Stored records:
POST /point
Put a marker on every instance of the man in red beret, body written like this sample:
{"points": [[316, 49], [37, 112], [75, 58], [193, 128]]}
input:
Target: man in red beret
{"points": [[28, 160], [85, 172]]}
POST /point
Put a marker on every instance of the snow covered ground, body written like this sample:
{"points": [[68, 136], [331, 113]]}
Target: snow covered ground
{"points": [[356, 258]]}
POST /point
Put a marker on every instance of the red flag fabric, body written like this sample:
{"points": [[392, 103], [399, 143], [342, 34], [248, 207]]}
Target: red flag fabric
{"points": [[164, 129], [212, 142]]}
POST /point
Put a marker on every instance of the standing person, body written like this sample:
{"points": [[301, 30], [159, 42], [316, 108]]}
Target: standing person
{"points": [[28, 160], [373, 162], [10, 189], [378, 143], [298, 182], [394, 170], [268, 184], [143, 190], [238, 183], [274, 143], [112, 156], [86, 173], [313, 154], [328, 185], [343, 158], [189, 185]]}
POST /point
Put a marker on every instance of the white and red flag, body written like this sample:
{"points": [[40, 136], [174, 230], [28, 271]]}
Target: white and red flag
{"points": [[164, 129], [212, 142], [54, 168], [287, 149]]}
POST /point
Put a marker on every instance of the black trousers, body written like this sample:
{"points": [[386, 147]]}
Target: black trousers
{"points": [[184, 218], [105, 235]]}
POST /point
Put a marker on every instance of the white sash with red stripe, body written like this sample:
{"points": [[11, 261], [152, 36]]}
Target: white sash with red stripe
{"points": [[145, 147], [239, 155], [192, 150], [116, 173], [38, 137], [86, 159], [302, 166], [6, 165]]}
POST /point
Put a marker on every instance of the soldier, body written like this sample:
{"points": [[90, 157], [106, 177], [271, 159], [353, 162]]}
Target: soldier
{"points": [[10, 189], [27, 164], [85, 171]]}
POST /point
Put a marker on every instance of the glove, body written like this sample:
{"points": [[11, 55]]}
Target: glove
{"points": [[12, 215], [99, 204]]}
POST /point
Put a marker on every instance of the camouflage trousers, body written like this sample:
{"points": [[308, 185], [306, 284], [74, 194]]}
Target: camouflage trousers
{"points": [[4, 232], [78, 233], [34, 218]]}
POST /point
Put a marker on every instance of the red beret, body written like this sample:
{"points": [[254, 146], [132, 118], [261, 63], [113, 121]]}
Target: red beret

## [EXERCISE AIM]
Word for word, return each of the entries shown above.

## [TASK SOLUTION]
POST /point
Put a marker on every instance of the man in red beret, body written like this sample:
{"points": [[316, 49], [37, 112], [75, 58], [193, 128]]}
input:
Target: man in red beret
{"points": [[28, 160], [85, 172]]}
POST /point
Put a marker on every instance of the snow covered ground, body written like this sample:
{"points": [[68, 136], [331, 113]]}
Target: snow covered ground
{"points": [[356, 258]]}
POST /point
Put a marker on every instance of the red flag fabric, body written like this sample:
{"points": [[392, 103], [399, 143], [342, 34], [248, 207]]}
Target: red flag fabric
{"points": [[164, 129], [212, 142]]}
POST /point
Put a marker on every instance of the standing person, body written like this sample:
{"points": [[301, 30], [159, 42], [316, 108]]}
Target: standing person
{"points": [[28, 160], [373, 162], [10, 189], [378, 143], [298, 182], [394, 170], [268, 184], [143, 190], [238, 183], [274, 143], [112, 156], [86, 173], [313, 154], [328, 185], [343, 158], [189, 185]]}
POST /point
Put a marker on every instance of the white and red flag, body written like this sample:
{"points": [[40, 136], [174, 230], [28, 271]]}
Target: white and red flag
{"points": [[164, 129], [212, 142], [54, 168], [287, 149]]}
POST /point
Put a marker on every instance of the black trousers, body written like this sample:
{"points": [[386, 147]]}
Target: black trousers
{"points": [[184, 218], [105, 235]]}
POST /point
Put a marker on every instance of the white sash with red stripe, body written like this sample:
{"points": [[11, 261], [152, 36]]}
Target: white sash with red stripe
{"points": [[145, 147], [239, 155], [192, 150], [116, 173], [38, 137], [86, 159], [302, 166], [6, 165]]}
POST /point
Put a marker on every instance of the soldier, body written like this sample:
{"points": [[90, 157], [106, 177], [271, 159], [353, 162]]}
Target: soldier
{"points": [[10, 189], [27, 164], [85, 171]]}
POST /point
Put a marker on every instance of the glove, body written like this sample:
{"points": [[11, 55]]}
Target: glove
{"points": [[12, 215], [99, 204]]}
POST /point
Put a marker on every instance of the camouflage trousers, body written like this sample:
{"points": [[308, 185], [306, 284], [74, 194]]}
Target: camouflage trousers
{"points": [[4, 232], [78, 233], [34, 218]]}
POST /point
Put a marker on every instance of the red beret, body written like this sample:
{"points": [[254, 146], [132, 118], [261, 63], [113, 121]]}
Target: red beret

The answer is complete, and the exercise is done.